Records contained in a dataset
□ □ □ □ □

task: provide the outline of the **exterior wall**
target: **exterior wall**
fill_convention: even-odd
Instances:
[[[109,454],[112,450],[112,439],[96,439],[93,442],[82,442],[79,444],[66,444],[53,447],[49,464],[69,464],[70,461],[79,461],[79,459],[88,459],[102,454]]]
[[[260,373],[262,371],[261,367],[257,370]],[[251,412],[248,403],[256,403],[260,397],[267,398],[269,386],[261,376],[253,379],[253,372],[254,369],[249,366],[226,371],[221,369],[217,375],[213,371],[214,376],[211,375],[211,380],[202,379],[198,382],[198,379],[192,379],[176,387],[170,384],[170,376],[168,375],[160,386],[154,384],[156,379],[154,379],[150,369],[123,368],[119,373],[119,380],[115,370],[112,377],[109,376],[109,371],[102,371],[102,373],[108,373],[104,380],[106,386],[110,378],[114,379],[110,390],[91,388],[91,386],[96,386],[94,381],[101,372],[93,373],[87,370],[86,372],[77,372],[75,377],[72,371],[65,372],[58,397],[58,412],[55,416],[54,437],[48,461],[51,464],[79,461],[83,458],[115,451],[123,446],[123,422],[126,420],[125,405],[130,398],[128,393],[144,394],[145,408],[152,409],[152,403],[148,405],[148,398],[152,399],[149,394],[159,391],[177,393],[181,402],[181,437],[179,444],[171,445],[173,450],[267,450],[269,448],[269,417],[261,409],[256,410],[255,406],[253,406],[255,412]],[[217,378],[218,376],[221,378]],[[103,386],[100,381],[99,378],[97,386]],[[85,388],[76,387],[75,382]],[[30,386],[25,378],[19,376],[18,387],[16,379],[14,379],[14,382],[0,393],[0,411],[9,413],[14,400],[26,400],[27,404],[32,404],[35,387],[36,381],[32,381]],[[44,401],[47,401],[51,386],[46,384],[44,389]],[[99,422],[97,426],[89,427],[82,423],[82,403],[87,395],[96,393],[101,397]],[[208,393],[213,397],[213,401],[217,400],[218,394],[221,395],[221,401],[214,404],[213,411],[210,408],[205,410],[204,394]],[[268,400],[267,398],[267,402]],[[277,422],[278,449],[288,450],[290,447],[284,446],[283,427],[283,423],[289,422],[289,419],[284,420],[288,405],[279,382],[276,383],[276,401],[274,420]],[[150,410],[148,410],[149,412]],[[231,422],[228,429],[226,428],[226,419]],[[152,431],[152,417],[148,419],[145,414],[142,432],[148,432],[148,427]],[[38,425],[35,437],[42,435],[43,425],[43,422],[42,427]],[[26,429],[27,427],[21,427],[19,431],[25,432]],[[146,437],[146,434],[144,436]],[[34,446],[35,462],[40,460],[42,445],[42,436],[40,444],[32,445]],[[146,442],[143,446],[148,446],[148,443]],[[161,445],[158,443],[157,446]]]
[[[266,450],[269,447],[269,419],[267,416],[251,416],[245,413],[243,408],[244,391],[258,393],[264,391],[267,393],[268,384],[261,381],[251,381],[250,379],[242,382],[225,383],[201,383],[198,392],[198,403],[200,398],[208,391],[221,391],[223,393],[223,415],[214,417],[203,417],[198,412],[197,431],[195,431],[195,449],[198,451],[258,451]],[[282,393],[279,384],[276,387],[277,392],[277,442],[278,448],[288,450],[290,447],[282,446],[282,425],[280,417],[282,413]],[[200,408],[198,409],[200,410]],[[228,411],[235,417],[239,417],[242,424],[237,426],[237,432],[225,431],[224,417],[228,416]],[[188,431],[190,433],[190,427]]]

□ □ □ □ □

• _What is required_
Repeat the whole listing exactly, keeping every line intact.

• _Result for this task_
task: provide the outline of the **exterior wall**
target: **exterior wall**
fill_convention: even-odd
Instances:
[[[109,454],[112,450],[112,439],[96,439],[93,442],[82,442],[79,444],[66,444],[53,447],[49,464],[69,464],[70,461],[79,461],[79,459],[88,459],[102,454]]]
[[[260,373],[262,371],[261,367],[257,370]],[[251,412],[248,403],[256,403],[260,397],[267,398],[269,386],[261,376],[253,379],[253,372],[254,369],[249,366],[226,371],[221,369],[217,375],[213,371],[214,376],[211,375],[211,380],[202,379],[198,382],[198,379],[192,379],[176,387],[170,384],[170,376],[168,375],[160,386],[154,384],[156,379],[154,379],[150,369],[123,368],[119,373],[119,380],[115,370],[112,377],[109,376],[109,371],[102,371],[102,373],[108,373],[104,380],[106,386],[110,378],[114,379],[110,390],[91,388],[91,386],[96,386],[94,381],[101,372],[93,373],[87,370],[86,372],[77,372],[75,377],[72,371],[65,372],[58,397],[58,412],[55,416],[54,437],[48,461],[51,464],[79,461],[83,458],[115,451],[123,446],[123,422],[126,420],[125,405],[130,398],[128,393],[144,394],[145,408],[152,409],[152,403],[148,405],[148,398],[152,399],[149,394],[159,391],[177,393],[181,402],[181,437],[179,444],[171,445],[173,450],[267,450],[269,448],[269,417],[261,409],[256,410],[255,406],[253,406],[255,412]],[[217,378],[218,376],[221,378]],[[103,386],[100,381],[99,378],[97,386]],[[85,388],[76,387],[75,382]],[[30,386],[25,378],[19,376],[18,387],[16,379],[14,379],[14,382],[0,393],[0,411],[9,413],[14,400],[26,400],[27,404],[32,404],[35,387],[36,381],[32,381]],[[44,401],[47,401],[51,386],[46,384],[44,389]],[[99,422],[97,426],[89,427],[82,423],[82,403],[87,395],[96,393],[101,397]],[[208,393],[213,397],[213,401],[217,400],[218,394],[221,395],[221,401],[214,404],[213,411],[210,408],[205,410],[204,394]],[[268,400],[267,398],[267,402]],[[277,422],[278,449],[288,450],[290,447],[284,446],[283,427],[283,423],[289,422],[289,419],[284,420],[288,405],[279,382],[276,383],[276,401],[274,420]],[[150,410],[148,410],[149,412]],[[231,422],[228,429],[226,428],[226,419]],[[152,431],[152,417],[148,419],[145,414],[142,432],[148,432],[148,427]],[[38,425],[35,437],[42,435],[43,425],[43,422],[42,427]],[[26,429],[27,427],[21,427],[19,431],[25,432]],[[146,437],[146,434],[144,436]],[[34,446],[35,462],[40,460],[42,445],[42,436],[40,444],[32,445]],[[146,442],[143,446],[148,446],[148,443]],[[161,445],[158,443],[157,446]]]
[[[266,450],[269,447],[269,419],[267,416],[251,416],[245,413],[243,408],[244,391],[258,393],[264,391],[267,393],[268,384],[261,381],[251,381],[250,379],[242,382],[225,383],[201,383],[198,392],[198,403],[200,398],[208,391],[221,391],[223,393],[223,415],[214,417],[203,417],[198,412],[197,431],[195,431],[195,449],[198,451],[258,451]],[[282,393],[279,384],[276,387],[277,392],[277,442],[278,448],[288,450],[290,447],[282,446],[282,425],[280,417],[282,413]],[[200,408],[198,409],[200,410]],[[228,411],[235,417],[239,417],[242,424],[237,426],[237,432],[225,431],[224,417],[228,416]],[[188,431],[190,433],[190,427]]]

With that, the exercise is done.